---------- GIVEN RECORDS ----------

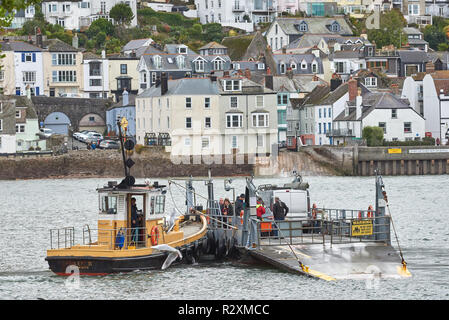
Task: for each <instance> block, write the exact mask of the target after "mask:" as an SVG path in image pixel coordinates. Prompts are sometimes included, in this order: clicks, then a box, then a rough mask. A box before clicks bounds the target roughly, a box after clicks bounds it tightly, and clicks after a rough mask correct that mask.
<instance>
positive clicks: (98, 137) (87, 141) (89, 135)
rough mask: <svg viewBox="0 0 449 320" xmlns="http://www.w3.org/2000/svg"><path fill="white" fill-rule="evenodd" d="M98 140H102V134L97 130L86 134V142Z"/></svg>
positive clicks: (88, 142) (90, 142) (95, 143)
mask: <svg viewBox="0 0 449 320" xmlns="http://www.w3.org/2000/svg"><path fill="white" fill-rule="evenodd" d="M99 140H103V136H102V135H101V134H99V133H98V132H89V133H88V134H87V136H86V140H85V142H86V143H91V142H93V143H95V144H96V143H97V142H98V141H99Z"/></svg>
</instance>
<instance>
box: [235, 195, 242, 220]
mask: <svg viewBox="0 0 449 320" xmlns="http://www.w3.org/2000/svg"><path fill="white" fill-rule="evenodd" d="M244 202H245V195H244V194H243V193H242V194H241V195H240V196H239V197H238V198H237V200H235V211H234V215H236V216H240V212H241V211H242V210H243V209H244V207H245V203H244Z"/></svg>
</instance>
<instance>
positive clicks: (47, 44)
mask: <svg viewBox="0 0 449 320" xmlns="http://www.w3.org/2000/svg"><path fill="white" fill-rule="evenodd" d="M42 47H43V52H42V58H43V69H44V92H43V94H44V95H46V96H49V97H81V96H82V94H83V54H82V52H81V50H79V49H78V48H75V47H73V46H71V45H69V44H67V43H65V42H64V41H61V40H59V39H50V40H47V41H44V42H43V44H42Z"/></svg>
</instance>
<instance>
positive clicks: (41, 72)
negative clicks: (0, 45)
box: [0, 40, 44, 96]
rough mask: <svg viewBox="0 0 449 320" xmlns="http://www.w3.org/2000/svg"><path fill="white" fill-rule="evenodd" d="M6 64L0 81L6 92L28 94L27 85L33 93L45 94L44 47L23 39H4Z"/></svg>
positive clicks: (2, 45) (6, 93) (0, 43)
mask: <svg viewBox="0 0 449 320" xmlns="http://www.w3.org/2000/svg"><path fill="white" fill-rule="evenodd" d="M0 45H1V50H2V54H5V58H4V59H3V60H2V64H5V65H6V68H5V70H4V72H3V75H0V79H2V78H3V81H0V85H2V88H3V93H4V94H14V93H15V94H16V95H18V96H20V95H22V96H23V95H26V89H27V87H29V88H30V90H31V95H32V96H34V95H36V96H38V95H42V94H43V91H44V90H43V89H44V71H43V57H42V49H41V48H39V47H36V46H34V45H32V44H29V43H27V42H22V41H10V40H3V41H2V42H0Z"/></svg>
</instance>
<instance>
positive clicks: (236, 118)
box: [226, 113, 243, 128]
mask: <svg viewBox="0 0 449 320" xmlns="http://www.w3.org/2000/svg"><path fill="white" fill-rule="evenodd" d="M242 126H243V115H242V114H232V113H231V114H227V115H226V128H242Z"/></svg>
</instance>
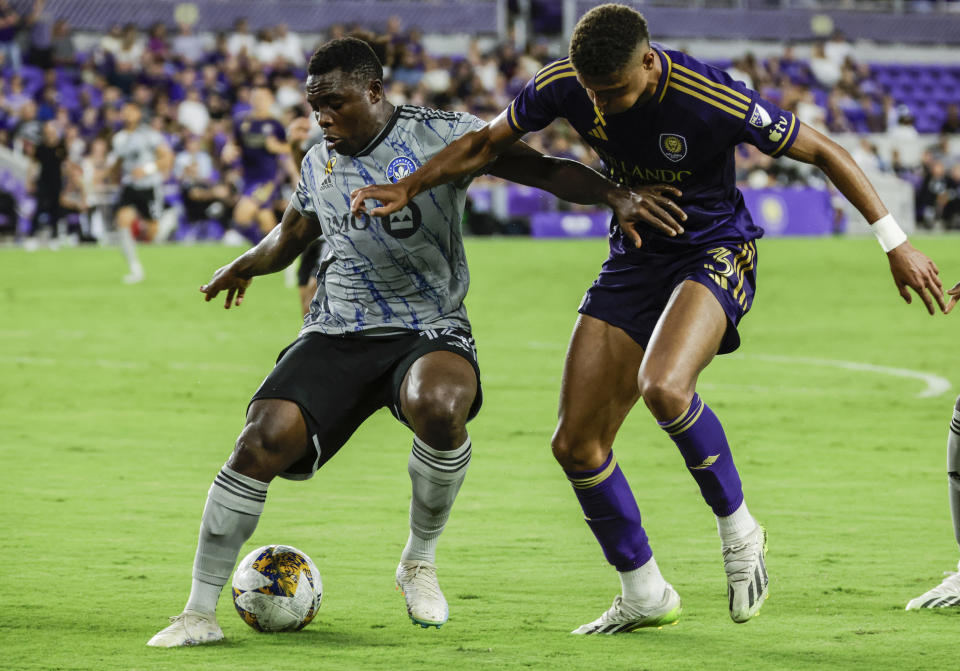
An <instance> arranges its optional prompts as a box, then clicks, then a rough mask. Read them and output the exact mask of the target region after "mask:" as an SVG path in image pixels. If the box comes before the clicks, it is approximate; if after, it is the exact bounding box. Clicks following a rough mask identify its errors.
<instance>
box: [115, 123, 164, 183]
mask: <svg viewBox="0 0 960 671" xmlns="http://www.w3.org/2000/svg"><path fill="white" fill-rule="evenodd" d="M165 144H166V140H164V139H163V135H161V134H160V133H159V132H158V131H156V130H154V129H153V128H150V126H147V125H141V126H138V127H137V128H135V129H133V130H132V131H128V130H126V129H124V130H122V131H120V132H119V133H117V134H116V135H114V136H113V151H112V153H113V157H114V159H115V160H118V161H122V163H123V178H122V179H121V182H122V183H123V184H124V185H129V186H133V187H136V188H138V189H155V188H157V187H159V186H162V185H163V175H161V174H160V173H159V172H157V171H156V170H155V171H153V173H152V174H150V175H145V176H143V177H141V178H140V179H134V177H133V169H134V168H142V167H143V166H145V165H147V164H148V163H155V162H156V160H157V148H159V147H161V146H163V145H165Z"/></svg>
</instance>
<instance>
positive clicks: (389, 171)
mask: <svg viewBox="0 0 960 671" xmlns="http://www.w3.org/2000/svg"><path fill="white" fill-rule="evenodd" d="M416 169H417V164H416V163H414V162H413V161H412V160H411V159H409V158H407V157H406V156H397V157H396V158H395V159H393V160H392V161H390V163H388V164H387V179H389V180H390V183H391V184H396V183H397V182H398V181H399V180H401V179H403V178H404V177H406V176H407V175H409V174H410V173H411V172H413V171H414V170H416Z"/></svg>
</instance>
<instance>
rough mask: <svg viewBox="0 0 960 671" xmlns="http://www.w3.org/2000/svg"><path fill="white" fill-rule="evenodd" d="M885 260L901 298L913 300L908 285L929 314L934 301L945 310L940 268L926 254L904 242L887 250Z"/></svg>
mask: <svg viewBox="0 0 960 671" xmlns="http://www.w3.org/2000/svg"><path fill="white" fill-rule="evenodd" d="M887 260H888V261H890V272H891V274H892V275H893V281H894V282H895V283H896V285H897V290H899V291H900V295H901V296H903V300H905V301H906V302H907V303H911V302H913V298H912V296H911V295H910V292H909V291H908V290H907V287H909V288H911V289H913V290H914V291H915V292H917V295H918V296H920V299H921V300H922V301H923V302H924V304H925V305H926V306H927V312H929V313H930V314H931V315H932V314H934V313H935V312H936V309H935V307H934V301H936V304H937V305H939V306H940V310H941V311H942V312H944V313H946V312H947V306H946V304H945V302H944V299H943V283H942V282H941V281H940V277H939V275H940V269H939V268H937V264H935V263H934V262H933V261H932V260H931V259H930V258H929V257H927V255H926V254H924V253H923V252H921V251H919V250H918V249H915V248H914V247H913V245H911V244H910V243H909V242H904V243H903V244H901V245H898V246H897V247H894V248H893V249H891V250H890V251H889V252H887ZM958 286H960V285H958ZM954 289H956V287H954ZM951 291H952V290H951Z"/></svg>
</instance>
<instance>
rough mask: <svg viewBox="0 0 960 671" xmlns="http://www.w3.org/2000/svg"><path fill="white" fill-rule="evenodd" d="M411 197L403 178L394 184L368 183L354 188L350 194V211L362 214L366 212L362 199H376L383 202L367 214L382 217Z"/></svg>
mask: <svg viewBox="0 0 960 671" xmlns="http://www.w3.org/2000/svg"><path fill="white" fill-rule="evenodd" d="M411 197H412V196H411V195H410V193H409V192H408V191H407V188H406V185H405V184H404V183H403V180H400V181H399V182H396V183H395V184H370V185H368V186H362V187H360V188H359V189H354V191H353V193H351V194H350V211H351V212H353V214H363V213H364V212H367V206H366V205H365V204H364V202H363V201H365V200H378V201H380V202H381V203H383V204H382V205H380V206H379V207H375V208H373V209H372V210H370V212H369V213H368V214H369V215H370V216H371V217H382V216H385V215H387V214H390V213H391V212H396V211H397V210H399V209H401V208H402V207H405V206H406V204H407V203H409V202H410V198H411Z"/></svg>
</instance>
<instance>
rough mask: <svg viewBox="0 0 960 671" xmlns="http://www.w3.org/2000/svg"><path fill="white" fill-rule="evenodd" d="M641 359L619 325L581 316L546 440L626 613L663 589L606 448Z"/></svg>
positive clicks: (642, 533) (658, 601)
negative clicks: (601, 552) (616, 325)
mask: <svg viewBox="0 0 960 671" xmlns="http://www.w3.org/2000/svg"><path fill="white" fill-rule="evenodd" d="M642 359H643V350H642V349H641V347H640V346H639V345H638V344H637V343H636V342H635V341H634V340H633V339H632V338H631V337H630V336H628V335H627V334H626V333H625V332H624V331H623V330H621V329H619V328H617V327H615V326H612V325H610V324H608V323H607V322H604V321H601V320H599V319H595V318H593V317H590V316H588V315H581V316H580V317H579V318H578V319H577V324H576V326H575V327H574V330H573V335H572V337H571V340H570V346H569V348H568V350H567V358H566V362H565V364H564V370H563V379H562V381H561V387H560V409H559V418H558V423H557V428H556V431H555V432H554V435H553V439H552V441H551V444H552V448H553V455H554V458H556V460H557V462H558V463H559V464H560V466H562V467H563V470H564V472H565V473H566V475H567V478H569V480H570V482H571V484H572V486H573V491H574V493H575V494H576V496H577V499H578V501H579V502H580V507H581V508H582V509H583V514H584V517H585V518H586V522H587V525H588V526H589V527H590V530H591V531H593V534H594V536H595V537H596V539H597V541H598V542H599V543H600V547H601V548H602V549H603V553H604V556H605V557H606V558H607V561H609V562H610V564H612V565H613V566H614V568H616V569H617V571H618V575H619V577H620V584H621V589H622V605H623V609H624V610H625V611H626V612H627V613H628V615H629V613H631V612H632V613H641V612H645V611H648V610H649V608H650V607H651V606H655V605H657V604H660V603H661V602H662V601H663V599H664V596H665V592H666V590H667V589H668V586H667V583H666V581H665V580H664V579H663V576H662V575H661V574H660V569H659V568H658V567H657V562H656V560H655V559H654V558H653V551H652V550H651V549H650V544H649V542H648V540H647V535H646V532H645V531H644V529H643V526H642V524H641V518H640V510H639V508H638V507H637V503H636V499H635V498H634V496H633V492H632V491H631V490H630V485H629V484H628V483H627V480H626V477H625V476H624V474H623V472H622V471H621V470H620V467H619V465H617V463H616V458H615V457H614V456H613V452H612V446H613V441H614V438H615V437H616V434H617V431H618V430H619V428H620V425H621V424H622V423H623V420H624V419H625V418H626V416H627V413H628V412H630V409H631V408H632V407H633V406H634V405H635V404H636V402H637V400H638V399H639V397H640V395H639V392H638V390H637V384H636V371H637V369H638V368H639V367H640V362H641V360H642ZM677 602H678V603H679V599H677ZM615 606H616V603H615ZM611 610H613V609H611ZM613 624H614V623H612V622H611V624H610V626H613ZM585 626H587V625H585ZM581 629H583V628H582V627H581ZM579 631H580V630H578V632H579ZM580 633H600V632H599V631H584V632H580Z"/></svg>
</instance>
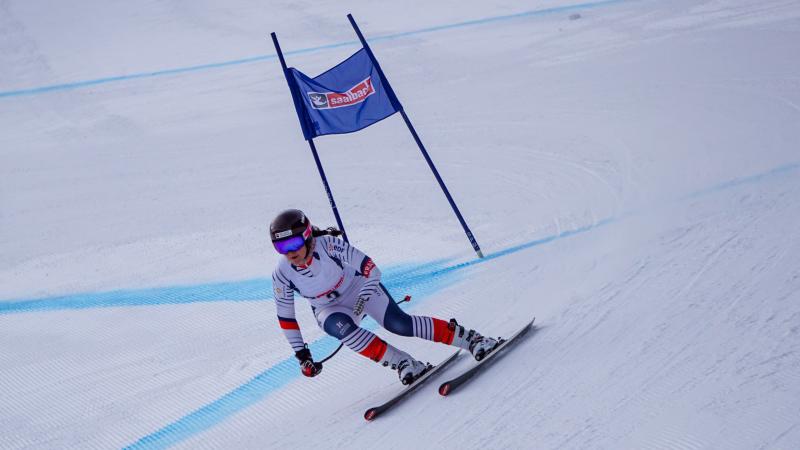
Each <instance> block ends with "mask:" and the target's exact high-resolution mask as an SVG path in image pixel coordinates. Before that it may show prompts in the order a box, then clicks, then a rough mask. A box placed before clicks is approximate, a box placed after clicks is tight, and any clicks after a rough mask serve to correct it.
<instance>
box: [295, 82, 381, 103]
mask: <svg viewBox="0 0 800 450" xmlns="http://www.w3.org/2000/svg"><path fill="white" fill-rule="evenodd" d="M374 93H375V88H373V87H372V77H371V76H370V77H367V78H366V79H365V80H364V81H362V82H360V83H358V84H357V85H355V86H353V87H352V88H350V89H349V90H348V91H347V92H306V94H307V95H308V98H309V100H311V106H312V107H313V108H314V109H333V108H343V107H345V106H352V105H356V104H359V103H361V102H363V101H364V100H366V99H367V97H369V96H370V95H372V94H374Z"/></svg>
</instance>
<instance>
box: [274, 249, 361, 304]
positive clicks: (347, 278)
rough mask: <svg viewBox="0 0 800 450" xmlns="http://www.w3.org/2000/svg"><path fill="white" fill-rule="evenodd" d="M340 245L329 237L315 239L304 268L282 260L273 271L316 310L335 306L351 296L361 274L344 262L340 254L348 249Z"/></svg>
mask: <svg viewBox="0 0 800 450" xmlns="http://www.w3.org/2000/svg"><path fill="white" fill-rule="evenodd" d="M341 242H342V241H341V240H339V239H335V238H332V237H330V236H321V237H318V238H316V239H315V243H314V245H313V247H312V250H311V255H312V256H311V259H310V263H308V265H307V266H301V267H298V266H294V265H292V264H291V263H289V262H288V261H287V260H286V259H282V260H281V262H280V263H279V264H278V267H277V269H276V272H277V275H278V276H279V277H280V278H283V279H285V280H286V281H289V283H290V287H291V288H293V289H294V290H295V291H296V292H298V293H299V294H300V295H301V296H303V297H305V298H307V299H308V300H309V303H310V304H311V306H313V307H315V308H318V307H322V306H326V305H331V304H335V303H337V302H338V299H339V298H344V297H348V296H351V295H354V294H353V293H351V292H350V291H352V290H353V289H354V288H355V286H354V285H356V284H359V283H354V279H355V278H356V277H360V276H361V274H360V273H359V272H358V271H357V269H356V268H354V267H353V266H351V265H350V264H348V263H346V262H344V261H343V259H344V258H343V255H342V252H345V251H347V250H346V249H345V248H344V246H342V245H341ZM359 262H360V261H359Z"/></svg>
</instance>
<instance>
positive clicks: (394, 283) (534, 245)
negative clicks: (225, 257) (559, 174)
mask: <svg viewBox="0 0 800 450" xmlns="http://www.w3.org/2000/svg"><path fill="white" fill-rule="evenodd" d="M798 169H800V162H798V163H789V164H785V165H782V166H779V167H776V168H774V169H771V170H768V171H766V172H763V173H760V174H756V175H751V176H747V177H741V178H736V179H733V180H730V181H726V182H724V183H720V184H717V185H714V186H711V187H709V188H705V189H701V190H698V191H695V192H692V193H689V194H687V195H684V196H681V197H679V198H678V199H677V200H676V201H678V202H681V201H686V200H691V199H695V198H698V197H701V196H704V195H709V194H713V193H716V192H720V191H722V190H726V189H731V188H735V187H739V186H743V185H746V184H754V183H760V182H763V181H766V180H769V179H771V178H774V177H776V176H780V175H783V174H788V173H791V172H794V171H796V170H798ZM634 214H637V212H634V211H629V212H627V213H624V214H622V215H620V216H619V217H609V218H606V219H603V220H600V221H599V222H597V223H594V224H591V225H587V226H584V227H580V228H577V229H574V230H570V231H565V232H562V233H559V234H557V235H551V236H546V237H543V238H540V239H535V240H532V241H529V242H525V243H522V244H519V245H516V246H513V247H509V248H506V249H502V250H499V251H496V252H492V253H487V255H486V257H484V258H483V259H473V260H469V261H466V262H462V263H459V264H451V260H450V259H440V260H436V261H431V262H429V263H425V264H417V265H413V264H406V265H400V266H393V267H389V268H387V269H386V270H385V271H384V273H385V275H384V284H386V286H387V288H391V289H392V290H398V291H404V292H413V291H418V292H420V293H424V292H427V291H426V285H427V284H428V283H431V282H435V280H436V278H437V277H439V276H441V275H444V274H447V273H450V272H454V271H457V270H460V269H464V268H466V267H470V266H473V265H475V264H480V263H484V262H488V261H491V260H494V259H497V258H500V257H502V256H506V255H510V254H512V253H516V252H519V251H522V250H526V249H529V248H532V247H538V246H540V245H544V244H548V243H550V242H553V241H556V240H559V239H564V238H568V237H571V236H575V235H578V234H583V233H586V232H589V231H591V230H594V229H596V228H600V227H603V226H606V225H610V224H613V223H616V222H619V221H620V220H622V219H624V218H626V217H629V216H631V215H634ZM434 284H435V283H434ZM434 290H435V289H434ZM271 298H272V280H270V279H267V278H257V279H252V280H245V281H238V282H223V283H212V284H201V285H194V286H173V287H165V288H152V289H139V290H119V291H111V292H101V293H86V294H75V295H66V296H58V297H48V298H39V299H27V300H4V301H0V315H2V314H14V313H30V312H37V311H57V310H67V309H88V308H108V307H120V306H156V305H174V304H189V303H201V302H216V301H261V300H267V299H271Z"/></svg>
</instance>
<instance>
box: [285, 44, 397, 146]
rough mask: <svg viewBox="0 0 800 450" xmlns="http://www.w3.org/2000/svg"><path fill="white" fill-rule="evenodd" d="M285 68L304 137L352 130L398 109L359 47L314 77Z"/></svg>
mask: <svg viewBox="0 0 800 450" xmlns="http://www.w3.org/2000/svg"><path fill="white" fill-rule="evenodd" d="M287 70H288V73H289V75H290V76H289V77H287V79H288V80H289V84H290V86H289V87H290V88H291V90H292V97H293V98H294V103H295V108H296V109H297V115H298V117H299V118H300V126H301V128H302V129H303V136H304V137H305V139H306V140H311V139H313V138H315V137H317V136H323V135H326V134H343V133H352V132H354V131H358V130H361V129H363V128H366V127H368V126H370V125H372V124H374V123H376V122H380V121H381V120H383V119H385V118H387V117H389V116H391V115H392V114H394V113H396V112H397V111H400V110H401V109H402V106H400V102H399V101H398V100H397V97H395V95H394V93H393V92H392V90H391V88H390V87H388V83H387V82H386V81H385V80H383V79H382V77H381V76H380V73H379V71H378V70H377V69H376V68H375V66H374V65H373V64H372V61H371V60H370V57H369V55H368V54H367V52H366V50H365V49H363V48H362V49H361V50H359V51H357V52H356V53H354V54H353V55H352V56H350V57H349V58H347V59H346V60H344V61H342V62H341V63H339V64H338V65H336V66H335V67H333V68H332V69H329V70H328V71H326V72H324V73H323V74H321V75H319V76H317V77H315V78H309V77H308V76H306V75H305V74H303V73H302V72H300V71H299V70H297V69H295V68H293V67H290V68H289V69H287ZM292 84H293V86H292Z"/></svg>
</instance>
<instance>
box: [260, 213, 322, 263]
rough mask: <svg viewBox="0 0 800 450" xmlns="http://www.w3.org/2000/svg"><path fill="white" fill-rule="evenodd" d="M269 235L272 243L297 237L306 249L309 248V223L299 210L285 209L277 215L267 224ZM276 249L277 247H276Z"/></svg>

----------

THE TASK » Your answer should consist of the lines from the line with "359L619 325L581 316L546" to the line with "positive clicks: (642, 533) (658, 601)" above, repeated exactly, both ends included.

THE COMPLETED TASK »
rough mask: <svg viewBox="0 0 960 671" xmlns="http://www.w3.org/2000/svg"><path fill="white" fill-rule="evenodd" d="M641 359L619 325L581 316L546 440L626 613L663 589L606 448Z"/></svg>
positive clicks: (642, 533) (658, 601)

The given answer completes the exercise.